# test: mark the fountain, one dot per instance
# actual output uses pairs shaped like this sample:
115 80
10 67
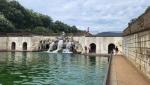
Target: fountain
63 43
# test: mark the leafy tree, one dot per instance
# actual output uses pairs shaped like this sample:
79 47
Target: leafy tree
19 19
5 25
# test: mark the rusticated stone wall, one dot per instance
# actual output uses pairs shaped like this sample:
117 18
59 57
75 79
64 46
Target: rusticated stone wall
136 43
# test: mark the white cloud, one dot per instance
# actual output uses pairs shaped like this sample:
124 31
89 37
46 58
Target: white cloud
99 15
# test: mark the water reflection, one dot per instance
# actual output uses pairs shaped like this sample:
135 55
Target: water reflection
25 68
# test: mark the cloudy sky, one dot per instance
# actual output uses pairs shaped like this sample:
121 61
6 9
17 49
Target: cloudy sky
99 15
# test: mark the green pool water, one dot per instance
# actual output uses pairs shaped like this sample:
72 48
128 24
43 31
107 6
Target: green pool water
39 68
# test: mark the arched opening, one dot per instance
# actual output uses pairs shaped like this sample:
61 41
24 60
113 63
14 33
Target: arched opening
47 46
24 46
13 46
92 48
111 47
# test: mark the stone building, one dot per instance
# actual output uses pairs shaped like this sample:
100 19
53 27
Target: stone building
136 42
94 44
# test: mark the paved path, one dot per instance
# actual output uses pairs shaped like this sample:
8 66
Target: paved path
123 73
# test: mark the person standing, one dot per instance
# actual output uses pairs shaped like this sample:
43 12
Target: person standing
116 50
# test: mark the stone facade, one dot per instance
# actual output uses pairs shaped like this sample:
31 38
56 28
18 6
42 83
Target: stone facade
136 43
35 43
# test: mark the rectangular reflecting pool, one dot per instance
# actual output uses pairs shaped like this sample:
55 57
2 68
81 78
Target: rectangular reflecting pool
39 68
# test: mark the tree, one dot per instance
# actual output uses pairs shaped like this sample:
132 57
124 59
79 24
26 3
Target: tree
5 25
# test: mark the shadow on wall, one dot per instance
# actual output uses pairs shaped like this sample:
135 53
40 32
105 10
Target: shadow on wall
111 47
24 46
13 46
92 48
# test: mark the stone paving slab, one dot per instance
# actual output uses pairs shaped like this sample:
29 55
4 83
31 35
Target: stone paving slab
123 73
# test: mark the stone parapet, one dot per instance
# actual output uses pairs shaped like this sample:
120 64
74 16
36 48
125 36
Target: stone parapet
142 23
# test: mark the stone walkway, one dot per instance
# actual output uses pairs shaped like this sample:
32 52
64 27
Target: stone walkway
123 73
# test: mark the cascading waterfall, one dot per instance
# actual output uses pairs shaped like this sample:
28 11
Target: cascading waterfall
64 45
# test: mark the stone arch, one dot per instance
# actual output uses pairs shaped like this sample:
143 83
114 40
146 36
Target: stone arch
24 46
13 46
111 47
92 48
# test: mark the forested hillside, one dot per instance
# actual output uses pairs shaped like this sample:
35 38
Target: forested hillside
15 18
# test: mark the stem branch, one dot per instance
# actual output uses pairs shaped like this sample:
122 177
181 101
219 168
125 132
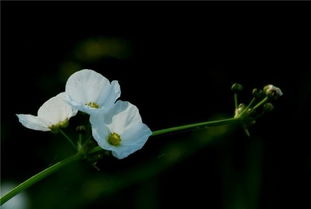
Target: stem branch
46 172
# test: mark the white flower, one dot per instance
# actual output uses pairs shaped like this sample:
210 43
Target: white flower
120 130
90 92
53 114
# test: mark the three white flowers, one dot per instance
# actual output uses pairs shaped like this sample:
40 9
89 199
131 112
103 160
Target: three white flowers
116 126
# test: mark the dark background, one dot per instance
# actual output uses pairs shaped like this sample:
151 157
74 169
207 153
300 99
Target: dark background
176 61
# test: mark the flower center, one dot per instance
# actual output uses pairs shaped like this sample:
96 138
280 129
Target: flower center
92 105
114 139
61 124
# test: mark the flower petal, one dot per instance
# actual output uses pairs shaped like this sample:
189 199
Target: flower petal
32 122
111 97
87 86
132 140
100 134
56 110
123 115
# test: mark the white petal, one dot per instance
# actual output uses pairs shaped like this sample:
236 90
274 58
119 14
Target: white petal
87 86
124 115
136 135
111 96
132 140
56 110
100 133
32 122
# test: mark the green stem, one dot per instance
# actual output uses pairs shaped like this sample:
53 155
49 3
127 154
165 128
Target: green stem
196 125
185 127
39 176
260 103
68 138
59 165
235 96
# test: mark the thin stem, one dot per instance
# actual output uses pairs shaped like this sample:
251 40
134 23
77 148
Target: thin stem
260 103
184 127
235 96
68 138
248 106
195 125
39 176
78 156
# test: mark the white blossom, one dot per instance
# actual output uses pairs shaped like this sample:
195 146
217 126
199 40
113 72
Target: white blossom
120 130
91 92
53 114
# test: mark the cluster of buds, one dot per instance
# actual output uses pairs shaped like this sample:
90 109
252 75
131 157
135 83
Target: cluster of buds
259 104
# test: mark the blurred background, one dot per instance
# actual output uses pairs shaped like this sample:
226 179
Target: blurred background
176 62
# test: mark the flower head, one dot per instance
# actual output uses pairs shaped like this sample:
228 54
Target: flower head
53 114
120 130
90 92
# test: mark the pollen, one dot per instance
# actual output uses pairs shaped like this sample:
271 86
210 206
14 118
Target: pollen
114 139
92 105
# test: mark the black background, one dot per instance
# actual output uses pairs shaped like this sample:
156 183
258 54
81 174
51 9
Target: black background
184 58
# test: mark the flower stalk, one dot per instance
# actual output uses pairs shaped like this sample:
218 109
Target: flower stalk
57 166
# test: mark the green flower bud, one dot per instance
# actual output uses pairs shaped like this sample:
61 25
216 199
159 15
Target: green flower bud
80 129
236 87
257 93
272 91
268 107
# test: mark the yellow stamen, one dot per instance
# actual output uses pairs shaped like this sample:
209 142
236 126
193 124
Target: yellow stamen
114 139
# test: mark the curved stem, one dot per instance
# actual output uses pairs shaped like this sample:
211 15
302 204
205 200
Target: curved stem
68 138
196 125
46 172
39 176
228 121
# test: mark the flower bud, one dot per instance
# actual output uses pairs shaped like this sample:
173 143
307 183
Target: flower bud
236 87
257 93
80 129
272 91
268 107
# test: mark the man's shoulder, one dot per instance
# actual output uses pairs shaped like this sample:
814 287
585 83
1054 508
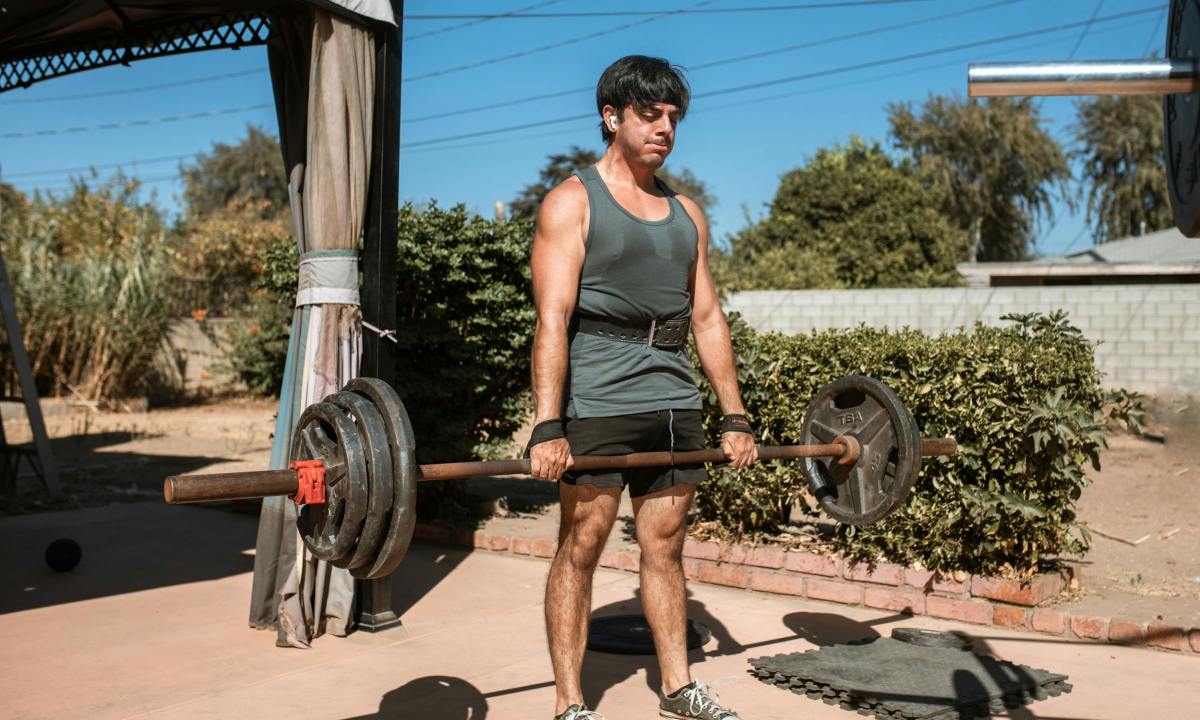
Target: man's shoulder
693 208
569 196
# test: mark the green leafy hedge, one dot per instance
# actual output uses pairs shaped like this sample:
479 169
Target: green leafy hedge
466 323
1024 401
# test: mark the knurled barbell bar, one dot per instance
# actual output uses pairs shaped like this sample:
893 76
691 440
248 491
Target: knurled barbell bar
353 467
1176 78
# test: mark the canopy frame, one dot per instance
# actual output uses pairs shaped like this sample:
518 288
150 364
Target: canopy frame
25 61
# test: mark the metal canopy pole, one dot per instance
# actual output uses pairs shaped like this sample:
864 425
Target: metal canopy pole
375 610
1101 77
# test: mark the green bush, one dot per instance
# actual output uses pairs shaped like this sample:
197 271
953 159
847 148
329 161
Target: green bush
850 217
466 321
1024 401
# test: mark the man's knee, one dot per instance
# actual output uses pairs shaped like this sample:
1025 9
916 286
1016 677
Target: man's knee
582 546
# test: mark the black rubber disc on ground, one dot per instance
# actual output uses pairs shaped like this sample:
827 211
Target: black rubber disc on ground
379 492
630 635
63 555
931 639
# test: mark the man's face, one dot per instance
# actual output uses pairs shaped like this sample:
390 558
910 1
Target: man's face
646 135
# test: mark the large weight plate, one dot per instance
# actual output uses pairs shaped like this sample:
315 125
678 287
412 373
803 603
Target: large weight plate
379 490
405 475
1181 121
331 529
887 468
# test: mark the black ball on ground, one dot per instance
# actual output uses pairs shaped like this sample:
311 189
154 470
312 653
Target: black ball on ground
63 555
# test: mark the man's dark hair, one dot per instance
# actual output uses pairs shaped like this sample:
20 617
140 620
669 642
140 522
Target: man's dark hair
641 82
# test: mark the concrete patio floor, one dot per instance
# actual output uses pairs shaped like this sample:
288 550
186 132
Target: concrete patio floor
153 624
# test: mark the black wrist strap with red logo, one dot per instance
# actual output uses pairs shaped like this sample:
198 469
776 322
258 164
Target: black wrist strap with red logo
733 423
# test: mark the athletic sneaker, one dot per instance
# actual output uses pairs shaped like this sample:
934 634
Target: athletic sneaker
695 702
579 713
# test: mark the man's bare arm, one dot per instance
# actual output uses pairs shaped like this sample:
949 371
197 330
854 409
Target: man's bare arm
557 262
713 343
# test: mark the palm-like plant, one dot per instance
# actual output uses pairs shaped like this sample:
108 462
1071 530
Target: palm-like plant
1120 142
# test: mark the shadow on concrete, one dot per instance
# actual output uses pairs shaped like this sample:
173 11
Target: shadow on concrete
126 549
603 671
443 697
90 477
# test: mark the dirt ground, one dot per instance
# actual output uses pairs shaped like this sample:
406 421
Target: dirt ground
1143 507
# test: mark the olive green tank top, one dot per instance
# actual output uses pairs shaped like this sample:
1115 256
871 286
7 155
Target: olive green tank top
635 270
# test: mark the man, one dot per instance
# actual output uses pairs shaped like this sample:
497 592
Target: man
619 268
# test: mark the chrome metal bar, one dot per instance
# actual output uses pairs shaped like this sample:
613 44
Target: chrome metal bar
1101 77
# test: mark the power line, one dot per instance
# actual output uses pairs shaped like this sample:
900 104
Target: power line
1153 34
59 131
1079 41
111 165
618 13
777 96
477 22
808 45
135 90
809 76
1087 28
552 46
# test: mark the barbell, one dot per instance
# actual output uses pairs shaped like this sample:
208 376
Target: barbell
1176 77
353 468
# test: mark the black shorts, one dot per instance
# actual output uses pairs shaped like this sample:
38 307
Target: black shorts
642 432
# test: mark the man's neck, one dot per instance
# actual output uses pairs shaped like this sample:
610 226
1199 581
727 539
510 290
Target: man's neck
616 168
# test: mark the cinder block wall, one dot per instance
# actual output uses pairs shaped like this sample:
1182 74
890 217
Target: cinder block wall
1149 334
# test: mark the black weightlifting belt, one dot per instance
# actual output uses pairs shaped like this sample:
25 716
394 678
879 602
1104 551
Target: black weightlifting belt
667 335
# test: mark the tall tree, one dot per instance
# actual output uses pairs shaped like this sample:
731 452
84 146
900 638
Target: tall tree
251 169
999 168
1120 142
562 166
851 217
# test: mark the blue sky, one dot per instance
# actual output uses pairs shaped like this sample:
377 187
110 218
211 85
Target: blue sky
826 75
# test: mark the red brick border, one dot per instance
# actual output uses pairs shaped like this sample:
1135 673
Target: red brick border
882 586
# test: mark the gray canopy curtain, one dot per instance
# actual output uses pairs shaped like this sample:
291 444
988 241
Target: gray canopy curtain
323 73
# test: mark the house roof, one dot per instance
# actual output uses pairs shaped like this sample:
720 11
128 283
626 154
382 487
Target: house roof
1164 247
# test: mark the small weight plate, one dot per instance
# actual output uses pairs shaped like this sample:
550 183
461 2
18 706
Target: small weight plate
331 529
931 639
1181 121
630 635
881 479
379 490
405 473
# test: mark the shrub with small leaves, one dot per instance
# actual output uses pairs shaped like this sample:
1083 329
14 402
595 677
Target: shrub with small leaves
1024 402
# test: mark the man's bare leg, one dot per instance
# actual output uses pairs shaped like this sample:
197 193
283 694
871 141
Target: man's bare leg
587 516
661 521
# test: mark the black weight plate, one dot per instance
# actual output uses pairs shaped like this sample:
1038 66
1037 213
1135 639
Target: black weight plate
630 635
931 639
331 529
1181 121
886 471
405 473
379 491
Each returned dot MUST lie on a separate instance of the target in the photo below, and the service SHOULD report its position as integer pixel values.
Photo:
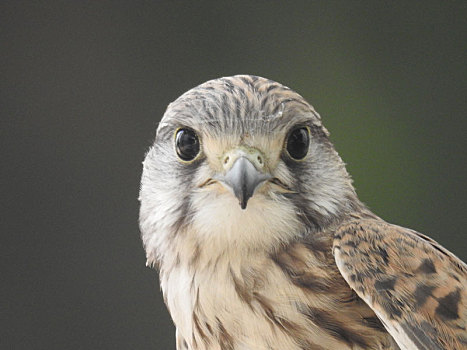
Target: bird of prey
(261, 242)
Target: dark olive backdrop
(83, 85)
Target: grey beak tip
(243, 179)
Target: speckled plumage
(306, 265)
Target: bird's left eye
(186, 144)
(298, 143)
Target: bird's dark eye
(298, 143)
(186, 144)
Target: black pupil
(187, 144)
(298, 142)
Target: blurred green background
(83, 85)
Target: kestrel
(261, 242)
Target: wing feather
(417, 288)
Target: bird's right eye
(186, 144)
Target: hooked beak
(242, 175)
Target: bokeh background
(84, 83)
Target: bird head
(240, 162)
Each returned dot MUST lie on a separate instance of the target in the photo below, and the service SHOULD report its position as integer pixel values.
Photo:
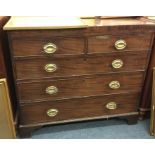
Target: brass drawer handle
(111, 105)
(51, 90)
(120, 44)
(118, 63)
(50, 67)
(52, 112)
(114, 85)
(50, 48)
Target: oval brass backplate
(51, 90)
(118, 63)
(111, 105)
(50, 67)
(114, 85)
(50, 48)
(120, 44)
(52, 112)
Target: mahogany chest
(74, 74)
(7, 106)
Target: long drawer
(48, 46)
(80, 86)
(33, 68)
(85, 108)
(107, 43)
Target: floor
(101, 129)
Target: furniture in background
(7, 107)
(78, 71)
(152, 121)
(145, 104)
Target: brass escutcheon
(50, 67)
(114, 85)
(50, 48)
(118, 63)
(51, 90)
(120, 44)
(52, 112)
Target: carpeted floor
(101, 129)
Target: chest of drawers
(7, 107)
(68, 75)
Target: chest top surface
(53, 22)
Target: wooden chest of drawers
(66, 75)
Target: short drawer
(47, 46)
(64, 67)
(80, 86)
(79, 109)
(107, 43)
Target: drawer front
(49, 67)
(104, 44)
(80, 86)
(47, 46)
(79, 108)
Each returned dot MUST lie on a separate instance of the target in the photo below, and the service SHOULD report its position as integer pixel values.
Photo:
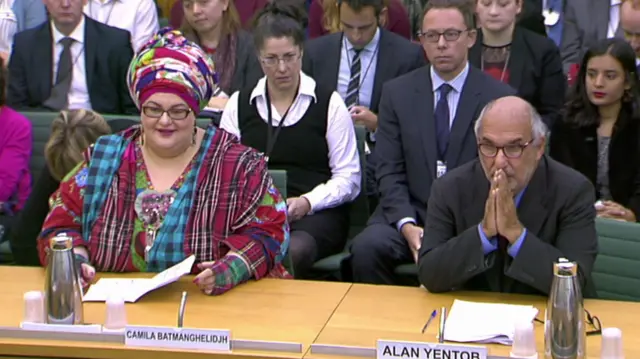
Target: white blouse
(8, 25)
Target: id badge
(441, 169)
(550, 17)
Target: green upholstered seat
(616, 273)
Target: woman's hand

Instructions to follow>
Up to and including the last line of the listing, starting at the line with "Target: wooden chest of drawers", extract every line exactly and leave out the pictures.

Written reply>
Target: wooden chest of drawers
(66, 75)
Target: short drawer
(47, 46)
(64, 67)
(80, 86)
(79, 109)
(107, 43)
Target: drawer front
(49, 67)
(104, 44)
(80, 86)
(47, 46)
(79, 108)
Each returned dot MUST lie on a separate instance of the target in the photo below, and the service SHOULD report its position as integer pixel values.
Photo:
Target: white blouse
(8, 25)
Target: id badge
(441, 169)
(550, 17)
Target: green upholstered seat
(616, 273)
Target: woman's hand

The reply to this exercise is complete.